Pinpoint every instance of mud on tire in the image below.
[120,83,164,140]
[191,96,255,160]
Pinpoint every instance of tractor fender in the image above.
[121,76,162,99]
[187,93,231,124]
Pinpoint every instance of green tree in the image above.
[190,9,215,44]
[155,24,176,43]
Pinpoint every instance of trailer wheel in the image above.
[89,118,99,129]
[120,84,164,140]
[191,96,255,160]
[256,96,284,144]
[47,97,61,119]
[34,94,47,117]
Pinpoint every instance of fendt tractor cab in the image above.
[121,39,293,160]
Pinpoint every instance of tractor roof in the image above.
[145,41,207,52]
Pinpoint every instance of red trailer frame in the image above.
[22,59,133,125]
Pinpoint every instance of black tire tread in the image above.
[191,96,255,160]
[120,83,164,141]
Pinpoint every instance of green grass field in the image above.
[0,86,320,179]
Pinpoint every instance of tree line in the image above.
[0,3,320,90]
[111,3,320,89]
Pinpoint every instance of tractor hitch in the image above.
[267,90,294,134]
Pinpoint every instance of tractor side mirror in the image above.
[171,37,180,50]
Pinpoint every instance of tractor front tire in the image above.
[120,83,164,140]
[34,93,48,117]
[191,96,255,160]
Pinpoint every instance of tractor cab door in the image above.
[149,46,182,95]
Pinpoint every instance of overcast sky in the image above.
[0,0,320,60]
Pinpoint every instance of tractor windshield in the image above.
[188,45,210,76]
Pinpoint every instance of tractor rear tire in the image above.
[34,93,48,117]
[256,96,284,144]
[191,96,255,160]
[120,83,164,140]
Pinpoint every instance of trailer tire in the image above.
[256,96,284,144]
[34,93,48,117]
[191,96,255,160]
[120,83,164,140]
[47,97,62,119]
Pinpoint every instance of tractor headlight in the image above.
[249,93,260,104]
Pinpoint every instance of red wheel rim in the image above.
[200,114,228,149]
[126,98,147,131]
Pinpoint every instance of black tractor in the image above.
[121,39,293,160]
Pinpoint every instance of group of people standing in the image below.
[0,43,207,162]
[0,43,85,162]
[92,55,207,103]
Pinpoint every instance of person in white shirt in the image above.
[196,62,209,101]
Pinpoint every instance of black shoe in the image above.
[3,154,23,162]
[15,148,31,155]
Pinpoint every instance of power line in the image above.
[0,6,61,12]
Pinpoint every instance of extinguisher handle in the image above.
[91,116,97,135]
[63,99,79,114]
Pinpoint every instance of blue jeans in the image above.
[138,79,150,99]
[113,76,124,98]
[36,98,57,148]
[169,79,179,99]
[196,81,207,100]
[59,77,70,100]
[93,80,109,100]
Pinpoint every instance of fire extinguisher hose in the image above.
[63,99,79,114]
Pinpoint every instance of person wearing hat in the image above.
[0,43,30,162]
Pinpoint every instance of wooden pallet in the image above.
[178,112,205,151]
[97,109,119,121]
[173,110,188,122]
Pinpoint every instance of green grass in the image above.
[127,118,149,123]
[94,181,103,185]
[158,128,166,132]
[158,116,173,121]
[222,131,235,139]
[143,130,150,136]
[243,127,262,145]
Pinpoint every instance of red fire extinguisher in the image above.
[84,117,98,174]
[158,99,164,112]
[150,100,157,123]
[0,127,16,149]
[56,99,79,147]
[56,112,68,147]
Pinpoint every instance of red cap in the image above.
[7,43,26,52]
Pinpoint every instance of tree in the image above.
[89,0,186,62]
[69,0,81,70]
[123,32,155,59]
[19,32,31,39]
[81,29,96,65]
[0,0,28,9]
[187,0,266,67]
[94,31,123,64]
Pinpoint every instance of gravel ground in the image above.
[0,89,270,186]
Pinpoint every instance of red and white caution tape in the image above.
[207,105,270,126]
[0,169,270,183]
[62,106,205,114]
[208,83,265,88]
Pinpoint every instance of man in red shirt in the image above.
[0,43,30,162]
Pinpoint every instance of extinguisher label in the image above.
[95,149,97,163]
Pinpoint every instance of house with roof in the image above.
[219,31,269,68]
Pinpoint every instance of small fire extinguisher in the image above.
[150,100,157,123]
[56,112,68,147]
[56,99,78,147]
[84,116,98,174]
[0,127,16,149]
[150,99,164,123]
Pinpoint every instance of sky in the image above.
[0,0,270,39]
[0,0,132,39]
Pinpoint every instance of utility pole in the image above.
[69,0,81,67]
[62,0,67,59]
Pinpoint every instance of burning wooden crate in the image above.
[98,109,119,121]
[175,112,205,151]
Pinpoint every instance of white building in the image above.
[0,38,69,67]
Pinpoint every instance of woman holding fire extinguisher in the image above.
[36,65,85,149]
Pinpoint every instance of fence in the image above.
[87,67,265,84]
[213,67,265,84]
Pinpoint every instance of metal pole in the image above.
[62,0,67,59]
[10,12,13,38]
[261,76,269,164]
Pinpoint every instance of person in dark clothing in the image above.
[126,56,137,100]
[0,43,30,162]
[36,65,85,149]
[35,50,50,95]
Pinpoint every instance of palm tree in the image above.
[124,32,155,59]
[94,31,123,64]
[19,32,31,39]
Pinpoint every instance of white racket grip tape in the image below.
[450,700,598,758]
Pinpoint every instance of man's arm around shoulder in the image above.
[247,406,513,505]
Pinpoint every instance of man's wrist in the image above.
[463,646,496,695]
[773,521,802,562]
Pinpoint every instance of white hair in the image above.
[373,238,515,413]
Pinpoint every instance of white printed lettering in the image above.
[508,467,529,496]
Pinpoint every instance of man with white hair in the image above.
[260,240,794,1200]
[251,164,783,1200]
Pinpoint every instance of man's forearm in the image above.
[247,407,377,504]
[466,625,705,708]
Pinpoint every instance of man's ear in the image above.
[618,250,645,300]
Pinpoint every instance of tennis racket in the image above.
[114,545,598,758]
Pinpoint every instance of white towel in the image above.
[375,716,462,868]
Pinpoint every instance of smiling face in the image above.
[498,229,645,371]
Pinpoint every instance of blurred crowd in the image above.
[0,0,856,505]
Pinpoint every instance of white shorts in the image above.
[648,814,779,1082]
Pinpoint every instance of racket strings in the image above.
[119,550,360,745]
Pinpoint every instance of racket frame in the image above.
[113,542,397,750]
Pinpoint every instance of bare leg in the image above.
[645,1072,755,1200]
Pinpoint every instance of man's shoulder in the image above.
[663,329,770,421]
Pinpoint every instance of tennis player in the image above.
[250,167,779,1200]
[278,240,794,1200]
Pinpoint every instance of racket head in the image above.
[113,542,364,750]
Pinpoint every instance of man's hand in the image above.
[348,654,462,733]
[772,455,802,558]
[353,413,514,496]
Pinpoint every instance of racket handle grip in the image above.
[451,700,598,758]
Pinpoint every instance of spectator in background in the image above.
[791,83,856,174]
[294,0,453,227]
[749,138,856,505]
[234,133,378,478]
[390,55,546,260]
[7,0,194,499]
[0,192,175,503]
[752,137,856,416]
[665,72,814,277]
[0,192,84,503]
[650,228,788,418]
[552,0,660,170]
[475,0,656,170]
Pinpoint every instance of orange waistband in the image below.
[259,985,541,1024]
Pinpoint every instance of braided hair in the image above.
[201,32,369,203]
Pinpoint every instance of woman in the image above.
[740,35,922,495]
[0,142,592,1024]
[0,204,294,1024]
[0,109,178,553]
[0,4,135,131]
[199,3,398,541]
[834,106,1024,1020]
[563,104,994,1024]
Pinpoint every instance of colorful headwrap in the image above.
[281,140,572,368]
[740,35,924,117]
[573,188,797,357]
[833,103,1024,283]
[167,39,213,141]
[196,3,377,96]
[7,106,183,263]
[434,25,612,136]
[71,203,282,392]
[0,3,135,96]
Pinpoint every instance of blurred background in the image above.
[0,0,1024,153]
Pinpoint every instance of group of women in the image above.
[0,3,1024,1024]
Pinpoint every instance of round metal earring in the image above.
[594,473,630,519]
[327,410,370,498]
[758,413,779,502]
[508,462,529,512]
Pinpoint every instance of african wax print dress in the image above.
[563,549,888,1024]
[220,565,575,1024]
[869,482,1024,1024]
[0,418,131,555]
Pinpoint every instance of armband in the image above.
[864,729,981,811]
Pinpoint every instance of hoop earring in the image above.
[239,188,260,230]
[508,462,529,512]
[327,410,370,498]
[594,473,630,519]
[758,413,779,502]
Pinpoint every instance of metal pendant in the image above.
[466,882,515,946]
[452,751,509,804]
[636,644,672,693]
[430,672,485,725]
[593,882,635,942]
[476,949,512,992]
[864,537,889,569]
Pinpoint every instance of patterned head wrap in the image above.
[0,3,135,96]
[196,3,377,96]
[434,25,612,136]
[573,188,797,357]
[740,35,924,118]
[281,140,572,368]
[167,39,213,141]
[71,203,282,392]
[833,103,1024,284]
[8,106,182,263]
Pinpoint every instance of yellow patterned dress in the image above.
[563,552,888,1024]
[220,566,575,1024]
◆ ◆ ◆ ◆
● **What to do**:
Starting with the line that contains "Pinpoint every instance of extinguisher handle" and stopping after the line that contains "[213,67,265,84]", express those rows as a JSON list of strings with one string per line, leaving out blank lines.

● **Task answer**:
[
  "Pinpoint every instance of extinguisher handle in the image above.",
  "[91,116,97,135]",
  "[63,99,79,114]",
  "Pinpoint every instance of blue jeans in the image above.",
  "[138,79,150,99]",
  "[113,76,124,98]",
  "[36,98,57,148]",
  "[169,79,179,99]",
  "[196,81,207,100]",
  "[59,77,70,100]",
  "[93,80,109,100]",
  "Pinpoint every instance of fire extinguisher hose in the image above.",
  "[63,99,79,114]",
  "Pinpoint every instance of person wearing hat in the image above.",
  "[0,43,30,162]",
  "Pinpoint every instance of wooden pallet in the image above.",
  "[178,112,205,151]",
  "[97,109,119,121]",
  "[173,110,188,122]",
  "Pinpoint every instance of green grass in the image above.",
  "[127,118,149,123]",
  "[94,181,103,185]",
  "[158,128,166,132]",
  "[158,116,173,121]",
  "[222,131,235,139]",
  "[143,130,150,136]",
  "[243,127,262,145]",
  "Pinpoint every instance of red fire extinguisher in the image above.",
  "[84,117,98,174]",
  "[158,99,164,112]",
  "[150,100,157,123]",
  "[0,127,16,149]",
  "[56,99,79,147]",
  "[56,112,68,147]",
  "Pinpoint every instance of red cap in the image above.",
  "[7,43,26,52]",
  "Pinpoint every instance of tree in the image above.",
  "[89,0,186,62]",
  "[69,0,81,70]",
  "[123,32,155,59]",
  "[19,32,31,39]",
  "[81,29,96,65]",
  "[0,0,28,9]",
  "[187,0,266,67]",
  "[94,31,123,64]",
  "Pinpoint every instance of gravel ground in the image above.",
  "[0,89,270,186]",
  "Pinpoint every instance of red and white caution tape in the image above.",
  "[207,105,270,126]",
  "[0,169,270,183]",
  "[62,106,205,114]",
  "[208,83,265,88]",
  "Pinpoint every instance of man in red shirt in the image above.",
  "[0,43,30,162]",
  "Pinpoint every instance of extinguisher label in the image above.",
  "[95,149,97,163]",
  "Pinpoint every instance of house with roof in the image above.",
  "[219,31,269,68]",
  "Pinpoint every instance of small fire extinguisher in the image above.",
  "[150,100,157,123]",
  "[56,112,68,147]",
  "[56,99,78,147]",
  "[84,116,98,174]",
  "[0,127,16,149]",
  "[150,99,164,123]",
  "Pinpoint every instance of sky in the image above.",
  "[0,0,270,39]",
  "[0,0,132,39]",
  "Pinpoint every instance of utility pole in the image above.",
  "[69,0,81,67]",
  "[62,0,67,59]",
  "Pinpoint every instance of burning wooden crate in the image above.",
  "[98,109,119,121]",
  "[175,112,205,151]",
  "Pinpoint every instance of white building in the image above.",
  "[0,38,69,67]",
  "Pinpoint every instance of woman holding fire extinguisher in the image above.",
  "[36,65,85,149]",
  "Pinpoint every instance of fence in the image above.",
  "[87,67,265,84]",
  "[213,67,265,84]"
]